Start of PROVIDED ENTRIES
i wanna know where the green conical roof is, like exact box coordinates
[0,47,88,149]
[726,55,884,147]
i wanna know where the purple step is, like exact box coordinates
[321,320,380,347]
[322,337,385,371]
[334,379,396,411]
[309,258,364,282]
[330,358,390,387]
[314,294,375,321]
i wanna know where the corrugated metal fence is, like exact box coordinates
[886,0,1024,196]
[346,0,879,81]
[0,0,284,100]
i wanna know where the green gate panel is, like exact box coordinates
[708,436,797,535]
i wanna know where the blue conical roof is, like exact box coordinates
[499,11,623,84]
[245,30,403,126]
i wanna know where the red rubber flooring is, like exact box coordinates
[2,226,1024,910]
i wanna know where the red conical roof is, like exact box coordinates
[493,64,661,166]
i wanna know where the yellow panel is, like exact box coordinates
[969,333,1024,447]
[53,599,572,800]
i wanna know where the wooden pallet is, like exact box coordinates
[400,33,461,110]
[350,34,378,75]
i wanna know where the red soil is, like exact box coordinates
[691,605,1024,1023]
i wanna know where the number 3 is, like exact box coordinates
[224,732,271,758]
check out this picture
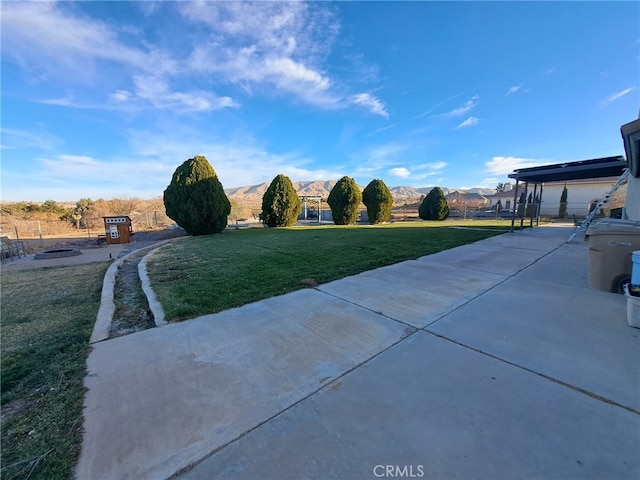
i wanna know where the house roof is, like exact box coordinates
[486,190,517,199]
[508,156,626,184]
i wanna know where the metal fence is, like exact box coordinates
[0,211,175,240]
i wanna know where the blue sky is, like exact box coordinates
[1,1,638,202]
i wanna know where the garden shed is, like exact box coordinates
[103,216,133,244]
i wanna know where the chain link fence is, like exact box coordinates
[1,211,175,240]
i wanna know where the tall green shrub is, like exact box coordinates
[261,174,302,227]
[362,179,393,224]
[559,184,568,218]
[517,191,526,218]
[163,156,231,235]
[418,186,450,221]
[327,176,362,225]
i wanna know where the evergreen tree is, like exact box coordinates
[517,192,526,218]
[559,184,568,218]
[261,174,302,227]
[362,179,393,224]
[163,156,231,235]
[418,186,450,221]
[327,176,362,225]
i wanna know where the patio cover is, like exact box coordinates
[506,156,627,230]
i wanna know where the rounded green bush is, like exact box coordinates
[163,156,231,235]
[261,174,302,227]
[362,179,393,224]
[327,176,362,225]
[418,186,450,221]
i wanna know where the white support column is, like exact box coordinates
[625,175,640,221]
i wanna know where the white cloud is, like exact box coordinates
[21,153,175,201]
[30,137,346,200]
[3,1,385,117]
[389,167,411,178]
[56,155,96,166]
[40,96,82,107]
[387,161,446,181]
[368,124,396,136]
[1,128,59,151]
[506,84,523,96]
[408,162,447,180]
[368,143,408,163]
[600,87,634,109]
[351,144,445,181]
[180,2,343,109]
[265,57,330,91]
[456,117,479,129]
[181,2,383,114]
[125,129,343,189]
[39,154,169,184]
[39,81,238,114]
[0,2,173,81]
[110,90,133,103]
[486,156,552,175]
[132,75,238,113]
[439,95,479,118]
[418,162,447,171]
[477,177,501,189]
[350,93,389,118]
[351,142,407,178]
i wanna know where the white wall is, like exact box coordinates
[539,180,617,216]
[625,176,640,221]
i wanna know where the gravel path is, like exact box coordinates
[110,229,188,337]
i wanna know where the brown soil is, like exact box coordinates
[110,250,156,338]
[107,229,187,338]
[21,228,187,254]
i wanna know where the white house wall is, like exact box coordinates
[539,180,617,216]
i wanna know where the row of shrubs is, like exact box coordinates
[163,156,450,235]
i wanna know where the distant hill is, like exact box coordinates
[225,180,495,205]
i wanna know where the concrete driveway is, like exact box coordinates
[76,225,639,480]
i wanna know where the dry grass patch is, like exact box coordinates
[1,263,108,480]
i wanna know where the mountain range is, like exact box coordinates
[225,180,496,205]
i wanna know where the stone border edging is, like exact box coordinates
[139,247,169,327]
[91,255,127,344]
[90,237,186,344]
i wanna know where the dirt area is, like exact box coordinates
[111,249,157,338]
[20,228,187,254]
[108,230,187,338]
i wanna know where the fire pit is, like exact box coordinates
[35,248,82,260]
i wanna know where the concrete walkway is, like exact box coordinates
[76,226,640,480]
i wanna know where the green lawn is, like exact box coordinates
[147,221,508,321]
[1,263,108,480]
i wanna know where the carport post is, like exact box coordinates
[510,179,520,232]
[520,181,529,229]
[536,183,544,226]
[529,183,539,227]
End of PROVIDED ENTRIES
PROBLEM DESCRIPTION> All the lines above must be written out exactly, without a single picture.

REPLY>
i wanna know where the green conical roof is, like exact box coordinates
[0,47,88,149]
[726,55,884,147]
i wanna know where the purple step is, like exact box coordinates
[321,320,380,347]
[322,337,385,371]
[334,379,396,411]
[309,258,364,282]
[330,358,390,387]
[314,294,375,321]
i wanna know where the corrugated metal fence is, like exact box coordinates
[886,0,1024,196]
[346,0,879,81]
[0,0,284,100]
i wanna know where the green gate panel is, like exact box coordinates
[708,436,797,535]
i wanna know where the blue conical roof is, like exact box coordinates
[499,11,623,84]
[245,30,403,126]
i wanna know where the red rubber flooring is, like exact box coordinates
[2,226,1024,910]
i wanna know where the red conical roof is, like exact box coordinates
[493,64,661,166]
i wanna know where the yellow panel is, like exact box coordinates
[969,333,1024,447]
[53,599,572,800]
i wanna know where the wooden pallet is, like exact box coordinates
[400,33,461,110]
[350,34,378,75]
i wanna know where the red soil is, like exact box coordinates
[691,605,1024,1023]
i wanna know where the number 3 is, like exact box coordinates
[224,732,271,758]
check out this picture
i wanna know where the house roof is, like exact box coordinates
[486,190,517,199]
[508,156,626,184]
i wanna know where the metal fence is, like exact box coordinates
[0,211,175,240]
i wanna know where the blue sky is, like exact box coordinates
[1,1,638,202]
i wanna know where the garden shed is, like exact box coordinates
[103,216,133,244]
i wanna know where the chain link fence is, like exact box coordinates
[1,211,175,240]
i wanna know where the tall green shrub is, like exact box coordinates
[261,174,302,227]
[362,179,393,224]
[559,184,568,218]
[517,191,526,218]
[163,156,231,235]
[418,186,450,221]
[327,176,362,225]
i wanna know where the evergreen tree is, like exact box coordinates
[517,192,526,218]
[559,184,568,218]
[261,174,302,227]
[362,179,393,224]
[163,156,231,235]
[418,186,450,221]
[327,176,362,225]
i wanna know where the patio cover is, like exact box coordinates
[506,156,627,230]
i wanna know where the rounded green bush is, like exact box coordinates
[163,156,231,235]
[261,174,302,227]
[362,179,393,224]
[327,176,362,225]
[418,186,450,221]
i wanna know where the white support column is, like exact box coordinates
[625,175,640,221]
i wanna know where the white cloud is, like exact box coordinates
[21,153,175,201]
[30,137,346,200]
[3,1,385,117]
[389,167,411,178]
[56,155,96,166]
[40,96,82,107]
[387,161,446,181]
[368,124,396,136]
[1,128,59,151]
[506,84,523,96]
[408,162,447,180]
[368,143,408,163]
[600,87,634,109]
[351,144,445,181]
[180,2,343,109]
[265,57,330,91]
[456,117,479,129]
[181,2,383,114]
[125,129,343,189]
[39,154,169,184]
[39,81,238,114]
[0,2,173,81]
[110,90,133,103]
[486,156,552,175]
[132,75,238,113]
[439,95,479,118]
[418,162,447,171]
[477,177,501,189]
[350,93,389,118]
[351,142,407,178]
i wanna know where the white wall is, like exact box coordinates
[539,180,617,216]
[625,176,640,221]
i wanna know where the gravel path is, like exact box coordinates
[110,229,188,337]
i wanna know where the brown soil is, like exact box coordinates
[110,250,156,338]
[107,229,187,338]
[21,228,187,254]
i wanna know where the white house wall is, like exact box coordinates
[539,180,617,216]
i wanna know where the row of shrubs is, like exact box coordinates
[163,156,450,235]
i wanna know where the distant hill is, like exact box coordinates
[225,180,495,205]
i wanna know where the concrete driveway is, like exact box coordinates
[76,225,639,480]
i wanna know where the dry grass patch is, like exact box coordinates
[1,263,108,480]
i wanna know where the mountain range is, like exact box coordinates
[225,180,496,205]
i wanna know where the stone border edging is, like exact box coordinates
[139,247,169,327]
[91,255,127,344]
[90,237,186,344]
i wanna know where the dirt area is, like exact box coordinates
[111,249,157,338]
[20,228,187,254]
[108,230,187,338]
i wanna know where the fire pit is, like exact box coordinates
[35,248,82,260]
i wanna know where the concrete walkway is, like exact box coordinates
[76,226,640,480]
i wanna know where the green lawn is, like exact box coordinates
[147,221,508,321]
[1,263,108,480]
i wanna know where the carport post is, like exact box coordinates
[510,179,520,232]
[520,181,529,229]
[536,183,544,226]
[529,183,539,227]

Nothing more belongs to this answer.